— Start of Text —
[torqueusers] TM improvements

Jeff Squyres jsquyres at open-mpi.org
Thu Dec 1 17:49:25 MST 2005


On Nov 23, 2005, at 6:59 AM, Jeff Squyres wrote:

>>> 3. If you tm_spawn() something that fails to launch properly (e.g.,
>>> file not found on the remote node), there is no error notification 
>>> sent
>>> back to the process that invoked tm_spawn().
>>
>> $ pbsdsh -c 1 lkjahdsfljahdf
>> pbsdsh: task 0 exit status 254
>>
>> $ pbsdsh -c 2 lkjahdsfljahdf
>> pbsdsh: task 0 exit status 254
>> pbsdsh: task 1 exit status 254
>
> I was quite definitely running into this problem with our TM launcher 
> in Open MPI.  I don't have time at the moment (am catching a flight in 
> a few hours), but I'll try to replicate it next week and send more 
> details.

SC and the US Thanksgiving holiday are over, and I've [somewhat] 
managed to dig out from the mound of work that accumulated over the 
two, so I am now able to return to attempting to replicate this error.

I think I see the disconnect between what I am saying and what you are 
reporting.  Specifically note that in your example, pbsdsh did *not* 
report "executable not found" -- it just said that the task exited with 
status 254.

With that in mind, here's a trivial program that shows what I'm saying 
(you'll notice something wrong with it, but bear with me):

-----
#include <stdio.h>
#include <tm.h>

extern char **environ;

void do_check(int val, char *msg) {
     if (TM_SUCCESS != val) {
         printf("ret is %d instead of %d: %s\n", val, TM_SUCCESS, msg);
         exit(1);
     }
}

int main(int argc, char* argv[])
— End of Text —
— Start of Record set —
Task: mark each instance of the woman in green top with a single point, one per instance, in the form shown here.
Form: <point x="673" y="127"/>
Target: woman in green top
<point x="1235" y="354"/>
— End of Record set —
— Start of Record set —
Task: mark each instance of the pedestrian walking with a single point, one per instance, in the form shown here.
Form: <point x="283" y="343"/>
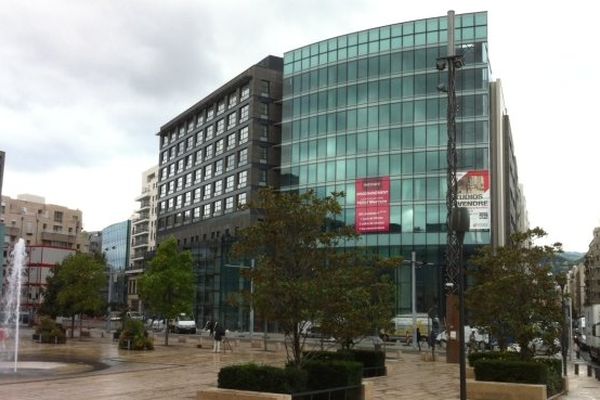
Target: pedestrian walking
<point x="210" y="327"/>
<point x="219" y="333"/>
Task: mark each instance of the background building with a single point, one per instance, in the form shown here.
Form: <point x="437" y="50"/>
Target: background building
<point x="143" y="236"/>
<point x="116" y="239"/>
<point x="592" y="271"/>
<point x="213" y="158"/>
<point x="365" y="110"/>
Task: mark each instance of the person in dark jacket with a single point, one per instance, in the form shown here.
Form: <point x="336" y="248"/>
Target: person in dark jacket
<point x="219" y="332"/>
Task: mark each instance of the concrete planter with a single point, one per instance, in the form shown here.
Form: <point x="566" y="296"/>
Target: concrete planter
— End of Record set —
Pick up the mailing-list post on TM improvements right after its last line and keep writing it from there.

{
     int ret, local_err;
     struct tm_roots tm_root;
     tm_event_t event;
     tm_node_id node_id;
     tm_task_id task_id;

     /* attach */
     ret = tm_init(NULL, &tm_root);
     do_check(ret, "tm_init failed");

     /* do a spawn */
     node_id = 0;
     task_id = 0xdeadbeef;
     event = 0xdeadbeef;
     ret = tm_spawn(argc - 1, argv + 1, environ, node_id, &task_id, 
&event);
     do_check(ret, "tm_spawn_failed");
     printf("Got task id: %x, event %x\n", task_id, event);

     /* poll for it */
     event = 0xdeadbeef;
     local_err = 0xdeadbeef;
     ret = tm_poll(TM_NULL_EVENT, &event, 1, &local_err);
     do_check(ret, "tm_poll failed");
     printf("event is now: %x, local_err is %x\n", event, local_err);

     /* detach */
     tm_finalize();

     return 0;
}
-----

Here's a sample compile and run:

-----
[18:17] eddie:~/tmp % gcc tm_test.c -I /opt/torque/include -L 
/opt/torque/lib -lpbs -o tm_test && ./tm_test /bin/echo hello there
Got task id: deadbeef, event 2
hello there
event is now: 2, local_err is 0
[18:17] eddie:~/tmp %
-----

That's all fine and good, because I spawned "/bin/echo hello there".  
Indeed, you can see the output of it interspersed in my text.  But what 
if we try something stupid?

-------
[18:17] eddie:~/tmp & ./tm_test totally_bogus_name
Got task id: deadbeef, event 2
event is now: 2, local_err is 0
[18:17] eddie:~/tmp %
-------

Nothing told me that the spawn failed.  tm_spawn() returned TM_SUCCESS, 
which makes perfect sense: I assume that tm_spawn() is simply sending a 
message to a MOM telling it to spawn -- kind of an asynchronous version 
of fork() and exec() combined into one, right? -- and the sending of 
the message was successful.  tm_poll() then tells me that event 2 has 
finished (i.e., the spawn event) and returned TM_SUCCESS as well, which 
also makes sense because the poll itself was successful.  *But 
local_err was returned as 0.*  To me, that indicates that the spawn was 
successful.

Indeed, looking carefully at the PSCHED API document, it makes the 
following statements:

- For tm_poll: (p5, starting line 21) "If a delayed error has occurred 
associated with the returned event, tm_errno is set to the error code."

- For tm_spawn(): (p7, starting line 5) "Following the tm_poll() call 
that returns the event, tid will contain the task Id of the spawned 
child.  In case of a delayed error, tid will be set to TM_NULL_TASK, 
and tm_errno will contain a non-zero error code."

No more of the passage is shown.